** START AVAILABLE RECORDS **

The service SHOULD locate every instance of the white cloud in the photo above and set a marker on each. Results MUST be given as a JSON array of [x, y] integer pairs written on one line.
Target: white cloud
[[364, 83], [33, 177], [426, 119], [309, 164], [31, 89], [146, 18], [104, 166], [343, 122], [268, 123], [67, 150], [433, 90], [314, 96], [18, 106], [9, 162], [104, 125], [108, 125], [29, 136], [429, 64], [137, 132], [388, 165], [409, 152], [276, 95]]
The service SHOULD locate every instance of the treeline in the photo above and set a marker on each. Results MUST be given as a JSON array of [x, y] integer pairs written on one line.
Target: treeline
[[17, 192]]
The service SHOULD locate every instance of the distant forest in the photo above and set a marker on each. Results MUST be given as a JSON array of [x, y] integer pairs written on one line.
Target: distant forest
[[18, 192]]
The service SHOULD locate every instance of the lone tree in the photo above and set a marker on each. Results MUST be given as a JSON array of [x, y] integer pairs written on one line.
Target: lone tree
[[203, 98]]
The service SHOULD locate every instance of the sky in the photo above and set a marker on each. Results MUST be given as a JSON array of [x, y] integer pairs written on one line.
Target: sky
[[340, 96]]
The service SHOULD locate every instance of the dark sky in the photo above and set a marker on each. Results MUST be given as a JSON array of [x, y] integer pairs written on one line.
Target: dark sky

** END AVAILABLE RECORDS **
** START AVAILABLE RECORDS **

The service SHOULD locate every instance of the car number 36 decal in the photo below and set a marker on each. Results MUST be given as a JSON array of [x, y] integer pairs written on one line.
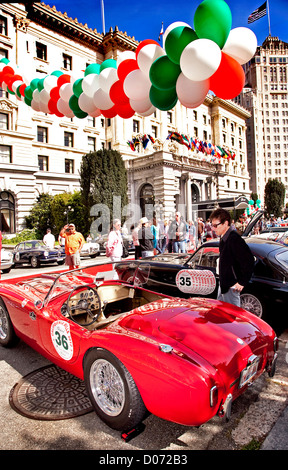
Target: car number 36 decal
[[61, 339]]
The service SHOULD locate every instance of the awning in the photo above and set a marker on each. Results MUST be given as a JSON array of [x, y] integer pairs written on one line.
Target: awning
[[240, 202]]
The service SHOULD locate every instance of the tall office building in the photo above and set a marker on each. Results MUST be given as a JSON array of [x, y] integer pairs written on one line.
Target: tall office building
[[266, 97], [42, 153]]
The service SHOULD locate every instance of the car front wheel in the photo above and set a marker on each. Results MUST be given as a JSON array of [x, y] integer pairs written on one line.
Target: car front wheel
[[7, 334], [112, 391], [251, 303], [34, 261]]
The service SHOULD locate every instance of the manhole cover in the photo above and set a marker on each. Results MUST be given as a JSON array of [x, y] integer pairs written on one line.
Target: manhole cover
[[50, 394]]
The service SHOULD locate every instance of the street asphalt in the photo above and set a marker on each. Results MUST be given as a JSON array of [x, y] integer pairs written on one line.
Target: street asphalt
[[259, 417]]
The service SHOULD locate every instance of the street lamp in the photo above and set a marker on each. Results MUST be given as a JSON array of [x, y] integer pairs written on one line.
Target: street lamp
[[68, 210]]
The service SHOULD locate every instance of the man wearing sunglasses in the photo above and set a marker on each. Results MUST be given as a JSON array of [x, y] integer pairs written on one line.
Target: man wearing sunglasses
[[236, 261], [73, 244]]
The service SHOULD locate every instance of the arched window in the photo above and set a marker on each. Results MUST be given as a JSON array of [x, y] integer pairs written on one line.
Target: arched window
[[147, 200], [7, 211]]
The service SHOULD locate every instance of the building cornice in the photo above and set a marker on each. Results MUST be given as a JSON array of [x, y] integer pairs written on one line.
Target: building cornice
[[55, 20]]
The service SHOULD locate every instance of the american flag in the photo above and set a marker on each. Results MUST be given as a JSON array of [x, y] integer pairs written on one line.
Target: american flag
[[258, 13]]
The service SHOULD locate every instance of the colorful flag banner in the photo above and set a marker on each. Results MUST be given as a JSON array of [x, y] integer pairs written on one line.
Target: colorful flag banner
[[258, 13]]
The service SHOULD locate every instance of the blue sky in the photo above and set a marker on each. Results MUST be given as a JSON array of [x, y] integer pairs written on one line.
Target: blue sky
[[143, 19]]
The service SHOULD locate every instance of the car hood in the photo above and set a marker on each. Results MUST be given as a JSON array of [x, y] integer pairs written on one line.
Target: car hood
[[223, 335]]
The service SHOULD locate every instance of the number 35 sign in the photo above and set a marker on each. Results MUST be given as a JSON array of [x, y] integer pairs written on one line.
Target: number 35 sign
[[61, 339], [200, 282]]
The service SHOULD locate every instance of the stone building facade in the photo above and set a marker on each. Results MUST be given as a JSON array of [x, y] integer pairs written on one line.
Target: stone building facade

** END AVAILABLE RECORDS **

- [REQUEST]: Recast the data from the line containing "The service SHOULD locate every instance of the car number" through the line containing "[[61, 339]]", both lines included, as a JSON list of strings with one string per line and no blank lines. Leave the pictures out of the list.

- [PROBLEM SOLUTION]:
[
  "The service SHOULD locate every instance of the car number 36 decal in the photo below and set a marker on each. Results MUST be given as a JSON array of [x, y] integer pairs written on one line.",
  "Target: car number 36 decal",
  "[[61, 339]]"
]